> _Kutipan Teks_
Al-Quran ini diselesaikan pada tahun 1867 sambil mengajar. Keistimewaan al-Quran Mushaf Abdurrahman Stambul ini adalah banyaknya penggunaan “Ya Busra” serta beberapa rumah huruf yang titiknya sengaja disamarkan sehingga membacanya cenderung berdasarkan interpretasi individu sesuai akal dan ilmunya.
Istana Kantor
Istana Kantor adalah istana dari Yang Dipertuan Muda Riau VIII Raja Ali (1844-1857), atau juga disebut dengan Marhum Kantor. Selain digunakan sebagai kediaman, bangunan yang didirikan pada tahun 1844 ini juga difungsikan sebagai kantor oleh Raja Ali. Istana Kantor berukuran sekitar 110 m2 dan menempati areal sekitar satu hektar yang seluruhnya dikelilingi tembok.
Balai Adat Melayu
Disebut dengan Balai Adat Pulau Penyengat adalah replika rumah adat Melayu yang pernah ada di Pulau Penyengat. Bangunan Balai Adat merupakan rumah panggung khas Melayu yang terbuat dari kayu. Balai Adat difungsikan untuk menyambut tamu atau mengadakan perjamuan bagi orang-orang penting.
Di dalam gedung, dapat dilihat tata ruang dan beberapa benda perlengkapan adat resam Melayu, serta berbagai perlengkapan atraksi kesenian yang digunakan untuk menjamu tamu-tamu tertentu. Sedangkan di bagian bawah Balai Adat ini terdapat sumur air tawar yang konon sudah berabad lamanya dan sampai sekarang airnya masih mengalir dan dapat langsung diminum.

> _Data yang Diberikan_
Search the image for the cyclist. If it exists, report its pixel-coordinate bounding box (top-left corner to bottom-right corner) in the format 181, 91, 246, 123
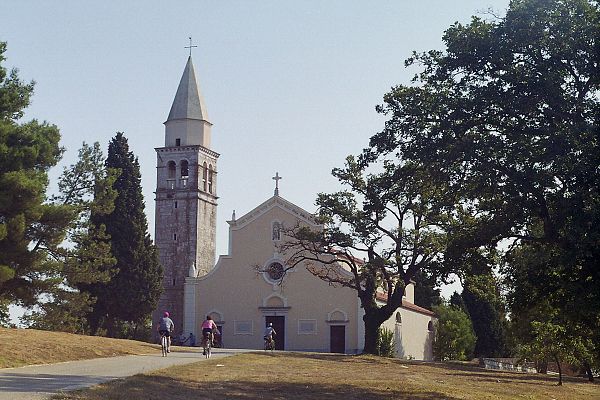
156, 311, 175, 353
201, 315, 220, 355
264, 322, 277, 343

> _Tujuan Anda_
Lanjutkan teks tentang bangunan bersejarah di Pulau Penyengat, mulai dari kalimat sesudah kalimat terakhirnya. Baris-baris data di atas merupakan bahan tersendiri yang terpisah dari teks tentang Pulau Penyengat.

> _Jawaban Tertulis_
Monumen Bahasa Melayu
Peletakan batu pertama pembangunan Monumen Bahasa Melayu di areal dalam bekas Benteng Kursi, Pulau Penyengat, oleh Gubernur Kepulauan Riau, HM Sani, pada tanggal 19 Agustus 2013. Pembangunan monumen ini merupakan wujud penghormatan dan penghargaan Pemerintah Provinsi Kepri terhadap jasa-jasa Raja Ali Haji sebagai pahlawan nasional di bidang bahasa.
Di samping itu, juga untuk lebih mengenalkan tentang asal dan arti bahasa Melayu yang dipakai di Kepulauan Riau dan Lingga, serta bahasa Indonesia yang digunakan saat ini. Monumen ini dibangun sebagai tindak lanjut dari dari mufakat 12 kebudayaan Melayu antara Ketua Lembaga Adat Melayu (LAM) Kepri dan LAM Provinsi Riau pada saat seminar nasional bahasa Indonesia di Pekanbaru, Riau, 2010, dihadiri masing-masing gubernur.
Adapun berbagai peningalan bersejarah lain, di antaranya makam pembesar Kerajaan Riau-Johor-Pahang-Lingga, seperti Makam Yang Di-Pertuan Muda IV Kerajaan Riau-Johor-Pahang-Lingga, Raja Haji Fisabilillah, dan Makam Engku Putri Raja Hamidah, Makam Pahlawan Nasional Bahasa Indonesia Raja Ali Haji, Benteng Pertahanan Bukit Kursi, Gedung Mesiu dan lainnya.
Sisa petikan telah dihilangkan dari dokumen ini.